Saved data entries
---
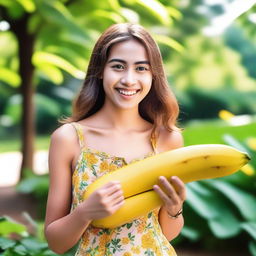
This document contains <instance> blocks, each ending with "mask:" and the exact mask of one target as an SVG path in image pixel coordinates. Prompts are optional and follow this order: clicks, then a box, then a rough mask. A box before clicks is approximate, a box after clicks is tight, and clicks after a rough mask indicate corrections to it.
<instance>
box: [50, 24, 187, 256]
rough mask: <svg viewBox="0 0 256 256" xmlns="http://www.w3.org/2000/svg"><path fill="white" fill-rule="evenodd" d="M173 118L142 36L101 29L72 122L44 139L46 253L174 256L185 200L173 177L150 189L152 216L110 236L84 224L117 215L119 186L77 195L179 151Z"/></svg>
mask: <svg viewBox="0 0 256 256" xmlns="http://www.w3.org/2000/svg"><path fill="white" fill-rule="evenodd" d="M177 116H178V104H177V101H176V99H175V97H174V95H173V94H172V92H171V91H170V89H169V87H168V83H167V80H166V76H165V73H164V69H163V64H162V58H161V54H160V51H159V49H158V46H157V45H156V43H155V41H154V40H153V39H152V37H151V36H150V34H149V33H148V32H147V31H145V29H144V28H143V27H141V26H139V25H132V24H117V25H113V26H111V27H110V28H108V29H107V30H106V31H105V32H104V33H103V34H102V35H101V37H100V38H99V40H98V41H97V43H96V45H95V47H94V50H93V52H92V55H91V60H90V63H89V67H88V71H87V75H86V78H85V81H84V84H83V87H82V89H81V91H80V93H79V95H78V97H77V99H76V100H75V102H74V108H73V115H72V116H71V117H70V118H69V119H68V120H66V121H65V124H64V125H62V126H61V127H60V128H58V129H57V130H56V131H55V132H54V133H53V134H52V138H51V145H50V151H49V168H50V189H49V195H48V202H47V212H46V221H45V235H46V238H47V240H48V243H49V247H50V248H51V249H52V250H53V251H55V252H56V253H60V254H61V253H64V252H65V251H67V250H68V249H70V248H71V247H73V246H74V245H75V244H76V243H77V242H78V241H79V240H80V243H79V246H78V250H77V253H76V255H77V256H85V255H97V256H99V255H102V256H103V255H106V256H107V255H113V256H116V255H124V256H128V255H162V256H165V255H166V256H167V255H168V256H170V255H176V253H175V251H174V249H173V247H172V246H171V245H170V243H169V241H171V240H172V239H173V238H175V237H176V236H177V235H178V234H179V233H180V231H181V229H182V227H183V217H182V214H181V213H182V204H183V202H184V200H185V186H184V184H183V182H182V181H181V180H180V179H179V178H178V177H170V179H169V180H168V179H166V178H165V177H159V182H158V184H155V185H154V187H153V189H154V190H155V191H156V193H158V194H159V196H160V197H161V198H162V201H163V206H162V207H161V208H160V209H155V210H154V211H152V212H150V213H148V215H146V216H141V217H140V218H138V219H136V220H134V221H132V222H130V223H127V224H124V225H122V226H120V227H118V228H115V229H99V228H95V227H93V226H92V225H90V223H91V221H92V220H94V219H99V218H104V217H106V216H109V215H111V214H113V213H114V212H116V211H117V210H118V209H119V208H120V207H122V205H123V203H124V197H123V194H122V188H121V186H120V183H119V182H118V181H112V182H110V183H108V184H106V185H104V186H102V187H101V188H99V189H98V190H96V191H95V192H94V193H93V194H92V195H91V196H90V197H89V198H88V199H87V200H83V193H84V192H85V191H86V189H87V187H88V185H90V184H91V183H92V182H93V181H94V180H95V179H97V178H98V177H100V176H102V175H104V174H105V173H107V172H110V171H113V170H115V169H117V168H120V167H122V166H124V165H126V164H129V163H131V162H133V161H138V160H139V159H143V158H146V157H148V156H150V155H153V154H156V153H159V152H162V151H167V150H171V149H175V148H178V147H182V144H183V140H182V135H181V133H180V132H179V129H178V128H177V127H176V126H175V122H176V119H177ZM127 175H129V173H127ZM134 185H135V186H136V184H134ZM145 204H146V202H145Z"/></svg>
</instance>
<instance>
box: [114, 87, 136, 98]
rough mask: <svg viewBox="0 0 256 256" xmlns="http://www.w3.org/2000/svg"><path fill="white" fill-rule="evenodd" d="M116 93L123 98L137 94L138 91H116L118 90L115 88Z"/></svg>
mask: <svg viewBox="0 0 256 256" xmlns="http://www.w3.org/2000/svg"><path fill="white" fill-rule="evenodd" d="M117 91H118V92H119V93H120V94H122V95H125V96H132V95H135V94H136V93H137V92H139V90H123V89H118V88H117Z"/></svg>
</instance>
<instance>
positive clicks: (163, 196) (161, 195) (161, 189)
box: [153, 185, 170, 204]
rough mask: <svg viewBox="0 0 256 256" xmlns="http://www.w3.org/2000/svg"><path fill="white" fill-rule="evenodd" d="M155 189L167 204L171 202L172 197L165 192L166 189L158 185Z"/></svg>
mask: <svg viewBox="0 0 256 256" xmlns="http://www.w3.org/2000/svg"><path fill="white" fill-rule="evenodd" d="M153 189H154V191H155V192H156V193H157V194H158V195H159V197H160V198H161V199H162V201H163V202H164V203H165V204H169V203H170V198H169V197H168V196H167V195H166V194H165V193H164V191H163V190H162V189H161V188H160V187H159V186H158V185H154V186H153Z"/></svg>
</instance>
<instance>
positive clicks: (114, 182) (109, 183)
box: [101, 180, 121, 189]
mask: <svg viewBox="0 0 256 256" xmlns="http://www.w3.org/2000/svg"><path fill="white" fill-rule="evenodd" d="M119 185H120V186H121V184H120V181H118V180H114V181H110V182H108V183H106V184H105V185H103V186H102V187H101V188H104V189H105V188H111V187H113V186H119Z"/></svg>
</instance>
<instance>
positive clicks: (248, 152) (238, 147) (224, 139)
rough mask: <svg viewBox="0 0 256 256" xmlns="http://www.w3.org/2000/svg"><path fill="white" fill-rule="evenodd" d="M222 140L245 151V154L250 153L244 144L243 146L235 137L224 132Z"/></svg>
mask: <svg viewBox="0 0 256 256" xmlns="http://www.w3.org/2000/svg"><path fill="white" fill-rule="evenodd" d="M223 140H224V141H225V142H226V143H227V144H229V145H230V146H232V147H234V148H237V149H238V150H240V151H242V152H246V153H247V154H250V152H249V150H248V149H247V148H246V147H245V146H243V145H242V144H241V143H240V142H239V141H238V140H237V139H235V138H234V137H233V136H232V135H229V134H224V135H223Z"/></svg>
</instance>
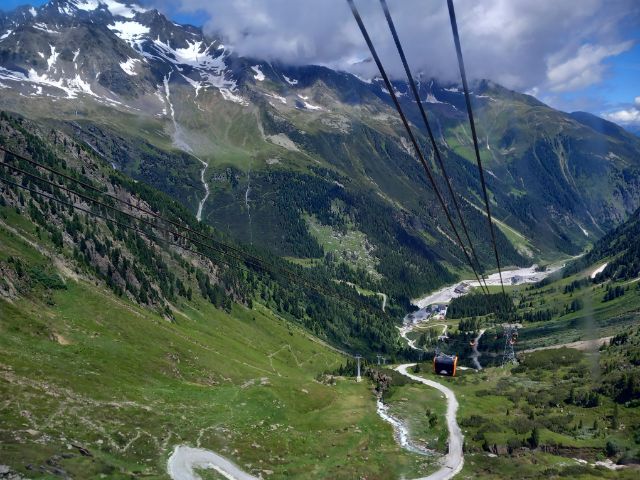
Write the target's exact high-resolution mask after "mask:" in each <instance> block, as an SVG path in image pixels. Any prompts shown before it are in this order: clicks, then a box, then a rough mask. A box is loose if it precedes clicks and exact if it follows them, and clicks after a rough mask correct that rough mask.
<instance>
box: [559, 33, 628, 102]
mask: <svg viewBox="0 0 640 480" xmlns="http://www.w3.org/2000/svg"><path fill="white" fill-rule="evenodd" d="M632 46H633V42H631V41H627V42H622V43H618V44H615V45H591V44H585V45H582V46H581V47H580V48H579V49H578V51H577V52H575V53H573V52H572V54H571V55H570V57H569V58H567V59H565V60H562V61H558V60H557V58H555V56H554V57H551V58H550V59H549V63H548V67H547V81H548V88H549V89H550V90H551V91H554V92H564V91H569V90H577V89H580V88H584V87H588V86H589V85H593V84H595V83H598V82H600V80H602V76H603V74H604V71H605V66H604V64H603V63H602V62H603V60H606V59H607V58H609V57H613V56H616V55H619V54H621V53H622V52H625V51H627V50H629V49H630V48H631V47H632Z"/></svg>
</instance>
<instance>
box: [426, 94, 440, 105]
---
**TASK PROMPT:** Arrange every line of the items above as a Markdown table with the columns No. and Line, numbering the rows and skipping blank lines. Leave the pictures out of the table.

**TASK SOLUTION:**
| No. | Line |
|---|---|
| 1 | This document contains <instance> blocks, each ending with "mask:" and the exact mask of one target as an SVG path in image pixel coordinates. Prompts are optional and follow this order: clicks, then a box, then a rough mask. A box before clicks is approximate, a box after clicks is tight, and clicks after a rough mask indicate corrections to it. |
| 2 | <instance> |
| 3 | box: [50, 24, 187, 256] |
| 4 | rough mask: <svg viewBox="0 0 256 256" xmlns="http://www.w3.org/2000/svg"><path fill="white" fill-rule="evenodd" d="M173 118L142 36L101 29L72 122L44 139L46 253L174 256L185 200L173 177L150 189L152 216L110 236L84 224L117 215L119 186L77 195L179 151Z"/></svg> |
| 5 | mask: <svg viewBox="0 0 256 256" xmlns="http://www.w3.org/2000/svg"><path fill="white" fill-rule="evenodd" d="M177 116H178V104H177V101H176V99H175V97H174V95H173V94H172V92H171V91H170V89H169V87H168V83H167V80H166V76H165V73H164V69H163V64H162V58H161V54H160V51H159V49H158V46H157V45H156V43H155V41H154V40H153V39H152V37H151V36H150V34H149V33H148V32H147V31H145V29H144V28H143V27H141V26H139V25H132V24H117V25H113V26H111V27H110V28H108V29H107V30H106V31H105V32H104V33H103V34H102V35H101V37H100V38H99V40H98V41H97V43H96V45H95V47H94V50H93V52H92V55H91V60H90V63H89V67H88V71H87V75H86V78H85V81H84V84H83V87H82V89H81V91H80V93H79V95H78V97H77V99H76V100H75V102H74V108H73V115H72V116H71V117H70V118H69V119H68V120H66V121H65V124H64V125H62V126H61V127H60V128H58V129H57V130H56V131H55V132H54V133H53V134H52V138H51V145H50V151H49V168H50V189H49V195H48V202H47V212H46V221H45V235H46V238H47V240H48V243H49V247H50V248H51V249H52V250H53V251H55V252H56V253H60V254H61V253H64V252H65V251H67V250H68V249H70V248H71V247H73V246H74V245H75V244H76V243H77V242H78V241H79V240H80V243H79V246H78V250H77V253H76V255H77V256H85V255H97V256H99V255H102V256H103V255H106V256H107V255H113V256H116V255H124V256H128V255H162V256H165V255H166V256H167V255H168V256H170V255H176V253H175V251H174V249H173V247H172V246H171V245H170V243H169V241H171V240H172V239H173V238H175V237H176V236H177V235H178V234H179V233H180V231H181V229H182V227H183V217H182V214H181V213H182V204H183V202H184V200H185V186H184V184H183V182H182V181H181V180H180V179H179V178H178V177H170V179H169V180H168V179H166V178H165V177H159V182H158V184H155V185H154V187H153V189H154V190H155V191H156V193H158V194H159V196H160V197H161V198H162V201H163V206H162V207H161V208H160V209H155V210H154V211H152V212H150V213H148V215H146V216H141V217H140V218H138V219H136V220H134V221H132V222H130V223H127V224H124V225H122V226H120V227H118V228H115V229H99V228H95V227H93V226H92V225H90V223H91V221H92V220H94V219H99V218H104V217H106V216H109V215H111V214H113V213H114V212H116V211H117V210H118V209H119V208H120V207H122V205H123V203H124V197H123V194H122V188H121V186H120V183H119V182H118V181H112V182H110V183H108V184H106V185H104V186H102V187H101V188H99V189H98V190H96V191H95V192H94V193H93V194H92V195H91V196H90V197H89V198H88V199H87V200H83V193H84V192H85V191H86V189H87V187H88V185H90V184H91V183H92V182H93V181H94V180H95V179H97V178H98V177H100V176H102V175H104V174H105V173H107V172H110V171H113V170H115V169H117V168H120V167H122V166H124V165H126V164H129V163H131V162H133V161H138V160H139V159H143V158H146V157H148V156H150V155H153V154H156V153H159V152H162V151H167V150H171V149H175V148H178V147H182V144H183V140H182V135H181V133H180V132H179V129H178V128H177V127H176V126H175V122H176V119H177ZM127 175H129V173H127ZM134 185H135V186H136V184H134ZM145 204H146V202H145Z"/></svg> |
| 6 | </instance> |
| 7 | <instance> |
| 8 | box: [114, 87, 136, 98] |
| 9 | rough mask: <svg viewBox="0 0 256 256" xmlns="http://www.w3.org/2000/svg"><path fill="white" fill-rule="evenodd" d="M116 93L123 98L137 94L138 91H116L118 90L115 88Z"/></svg> |
| 10 | mask: <svg viewBox="0 0 256 256" xmlns="http://www.w3.org/2000/svg"><path fill="white" fill-rule="evenodd" d="M117 91H118V92H119V93H120V94H122V95H125V96H132V95H135V94H136V93H137V92H139V90H123V89H118V88H117Z"/></svg> |
| 11 | </instance> |
| 12 | <instance> |
| 13 | positive clicks: (163, 196) (161, 195) (161, 189) |
| 14 | box: [153, 185, 170, 204] |
| 15 | rough mask: <svg viewBox="0 0 256 256" xmlns="http://www.w3.org/2000/svg"><path fill="white" fill-rule="evenodd" d="M155 189L167 204L171 202L172 197L165 192L166 189L158 185Z"/></svg> |
| 16 | mask: <svg viewBox="0 0 256 256" xmlns="http://www.w3.org/2000/svg"><path fill="white" fill-rule="evenodd" d="M153 189H154V191H155V192H156V193H157V194H158V195H159V197H160V198H161V199H162V201H163V202H164V203H165V204H169V203H170V198H169V197H168V196H167V195H166V194H165V193H164V191H163V190H162V189H161V188H160V187H159V186H158V185H154V186H153Z"/></svg> |
| 17 | </instance> |
| 18 | <instance> |
| 19 | positive clicks: (114, 182) (109, 183) |
| 20 | box: [101, 180, 121, 189] |
| 21 | mask: <svg viewBox="0 0 256 256" xmlns="http://www.w3.org/2000/svg"><path fill="white" fill-rule="evenodd" d="M119 185H120V186H121V184H120V181H118V180H114V181H110V182H108V183H106V184H105V185H103V186H102V187H101V188H104V189H105V188H111V187H113V186H119Z"/></svg> |
| 22 | </instance> |
| 23 | <instance> |
| 24 | positive clicks: (248, 152) (238, 147) (224, 139) |
| 25 | rough mask: <svg viewBox="0 0 256 256" xmlns="http://www.w3.org/2000/svg"><path fill="white" fill-rule="evenodd" d="M222 140L245 151V154L250 153L244 144L243 146L235 137L224 132Z"/></svg> |
| 26 | mask: <svg viewBox="0 0 256 256" xmlns="http://www.w3.org/2000/svg"><path fill="white" fill-rule="evenodd" d="M223 140H224V141H225V142H226V143H227V144H229V145H230V146H232V147H234V148H237V149H238V150H240V151H242V152H246V153H247V154H250V152H249V150H248V149H247V148H246V147H245V146H243V145H242V144H241V143H240V142H239V141H238V140H237V139H235V138H234V137H233V136H232V135H229V134H224V135H223Z"/></svg> |
| 27 | </instance> |
| 28 | Write the target's exact high-resolution mask after "mask:" in each <instance> block, as an SVG path in image pixels. Any prompts shown before it are in this order: clicks, then a box, then a rough mask. A box is loose if it precedes clicks and exact if it follows them, and clicks after a rough mask correct that rough mask. |
| 29 | <instance> |
| 30 | box: [559, 33, 628, 102] |
| 31 | mask: <svg viewBox="0 0 640 480" xmlns="http://www.w3.org/2000/svg"><path fill="white" fill-rule="evenodd" d="M632 46H633V42H631V41H627V42H622V43H618V44H615V45H591V44H585V45H582V46H581V47H580V48H579V49H578V51H577V52H575V53H573V52H572V54H571V55H570V57H569V58H567V59H565V60H562V61H558V60H557V58H555V56H554V57H551V58H550V59H549V63H548V67H547V81H548V88H549V89H550V90H551V91H554V92H564V91H569V90H577V89H580V88H584V87H588V86H589V85H593V84H595V83H598V82H600V80H602V76H603V74H604V71H605V66H604V64H603V63H602V62H603V60H606V59H607V58H609V57H613V56H616V55H619V54H621V53H622V52H625V51H627V50H629V49H630V48H631V47H632Z"/></svg> |
| 32 | </instance> |
| 33 | <instance> |
| 34 | box: [426, 94, 440, 105] |